→ Text excerpt
__________

Starting with visiting friends at the windows while locked down, and snapping them for social media, her project became an exploration of her 5k, front window by window, conversation by conversation.
A poignant reminder of the connections that sustain us, and a visually striking artifact of this time to be treasured by future generations.
The Hope Collective, for many years, have been a pillar of DIY music in Ireland, from organising gigs to documenting the Irish punk scene online, and in print. Their latest endeavour, already in the waning stages of its second edition summarises the collective’s mission perfectly.
Collating over 200 gig stories from a wide range of bands, promoters and other personalities, from Gang of Four and the Ruts, to Irish legends like Stano and Paranoid Visions, it’s a vital document of the importance of live music to our friendships and cultural diet – and a reminder to cherish the medium dearly when we can get back in the doors.
While their sunny disposition can sometimes come off as a little bit much for some people, there’s no doubting the place of the Flynn twins in the current Irish food culture, especially as they’ve been a huge part of people’s explorations into vegetarianism and veganism over the past year.
If you’ve ever wondered about becoming vegetarian or vegan, here’s as good a place to start as any, with a variety of recipes, guides, variations and dietary tips to help anyone negotiate the world of plant-based cuisine.

__________

→ Material supplied

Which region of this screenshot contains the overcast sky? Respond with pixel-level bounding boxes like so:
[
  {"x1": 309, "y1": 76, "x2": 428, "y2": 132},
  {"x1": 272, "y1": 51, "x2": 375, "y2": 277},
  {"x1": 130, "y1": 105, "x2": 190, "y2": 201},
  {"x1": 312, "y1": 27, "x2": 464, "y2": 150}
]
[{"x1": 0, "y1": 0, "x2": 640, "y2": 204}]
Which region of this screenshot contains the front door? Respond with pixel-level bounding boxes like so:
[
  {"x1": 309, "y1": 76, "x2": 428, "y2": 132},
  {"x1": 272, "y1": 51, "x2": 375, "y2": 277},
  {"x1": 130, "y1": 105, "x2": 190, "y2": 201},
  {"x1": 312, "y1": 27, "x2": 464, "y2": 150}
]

__________

→ Task to carry out
Extend the roundup of recommended titles above, starting after its last sentence about the Flynn twins' guide to plant-based cooking.

→ Written response
When it comes to the very youngest of readers, simplicity is of course the key – but it’s also the perfect time to help form a reading habit that goes the usual touchstones.
The O’Brien Press’ ‘First Book of Irish Wildlife’ is perfect in that respect. A board book that’s suitable for little grips, that paints a broad and engaging picture of this country’s native fauna without sacrificing colour and charm.
Childhood is where impressions of the world and other people are most profoundly made – a widening of friend groups and horizons brings young people into contact with others, from all walks of life, while those who are made to feel ‘different’ start to notice it a bit more keenly.
Model, activist, advocate and teacher – Sinéad Burke has done a lot in her lifetime, but with ‘Break the Mould’, she taps into her own experience as a little person to talk about difference, and summarise the ongoing conversation of representation, equality and acceptance.
It’s a wonderful piece of work that rightly took home the Junior category of the Irish Children’s Book of the Year award.
A comedian, telly host, stargazer and videogamer – there are fewer people in the public eye better-positioned to weave together science-fiction and science fact better than Dara O’Briain.
An alumnus of RTÉ’s Young People’s Department (we’ll never forget Echo Island!), O’Briain has always been good at relating to younger heads, and with this book, he sets out to answer questions on space and our place in the universe, weaving common questions with a fictional narrative that sees Clara and her cat Sputnik set out to answer the titular question once and for all.